Provided text.
----
To compare and contrast the two poems, the tone of the poems are examined where in "Dulce Et Decorum Est", Owen depicts the war as dismal, while in Tennyson's "The Charge of the Light Brigade", the author enlightens the experience of war as a heroic battle. To provide evidence of Owen's dreary portrayal of war, it is illustrated clearly in this tedious scene of war, "Bent double, like old beggars under sacks, Knock-kneed, coughing like hags, we cursed through sludge, Till on the haunting flares we turned our backs And towards our distant rest began to trudge,". (Owen, 1-3) Owen used the simile of comparing soldiers to beggars with ill health and cursing effectively because the comparisons instantly draws accurate pictures in the reader's mind of what Owen witnessed. This portrays a soldier's experience as wearisome and gloomy, behaving as if they are on their way to death. On the other hand, a quotation in Tennyson's poem elevates the experience of war as soldiers with heightened spirits marched rhythmically closer toward their opponents despite the possibility of demise, "Half a league half a league, Half a league onward, All in the valley of Death Rode the six hundred: 'Forward, the Light Brigade! Charge for the guns, he said: Into the valley of Death Rode the six hundred." (Tennyson, 1-8) The use of repetition in this quotation assisted in giving a sense of anticipation as well as creating a vivid imagery of the bravery of the soldiers, and building up tension as they move forward into the valley of Death.
----
Listed entries.
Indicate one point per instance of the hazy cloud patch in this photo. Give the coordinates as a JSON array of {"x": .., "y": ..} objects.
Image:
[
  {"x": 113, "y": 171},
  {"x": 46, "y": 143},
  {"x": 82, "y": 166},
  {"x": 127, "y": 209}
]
----
Explore the material.
[a] In the essay comparing the two war poems, which literary device does the essay say is used in the quotation from Tennyson's poem?
[b] Extend the essay comparing Owen's and Tennyson's war poems, starting after its last sentence.

Answers given.
[a] Repetition.

[b]
Not only do Owen's and Tennyson's depictions of war differ immensely, their views on a soldier's deaths hold opposing views as well. Owen describes the unsightly view of the soldier's death with a variety of metaphors and similes while Tennyson portrays a soldier's death as a glorifying and honourable event that would be perpetually celebrated. Owen's poem conveys the distress of witnessing a soldier's death with tremendous details, "And watch the white eyes writhing in his eyes, His hanging face, like a devil's sick of sin; If you could hear, at every jolt, the blood Come gargling from the froth-corrupted lungs, Obscene as cancer, bitter as the cud Of vile, incurable sores on innocent tongues." (Owen, 19-24) Once again Owen successfully created an emotional and meticulous imagery of the soldier's death by illustrating a strong mental image of the soldier squirming in agonizing pain. The metaphors "obscene as cancer" and "bitter as cud" instinctively connects the dreadful sight of the dying soldier to a fatal disease and a horrendous taste. Conversely, one of the quotations in Tennyson's poem provides an apparent portrait of his view about soldiers' deaths in war: "When can their glory fade? O the wild charge they made! All the world wonder'd. Honour the charge they made! Honour the Light Brigade, Noble six hundred!" (Tennyson, 53-56) By asking a rhetorical question, he increased the effectiveness of his poem to convince his readers that war is a glorious event and that a deceased soldier's glory will be remembered ceaselessly.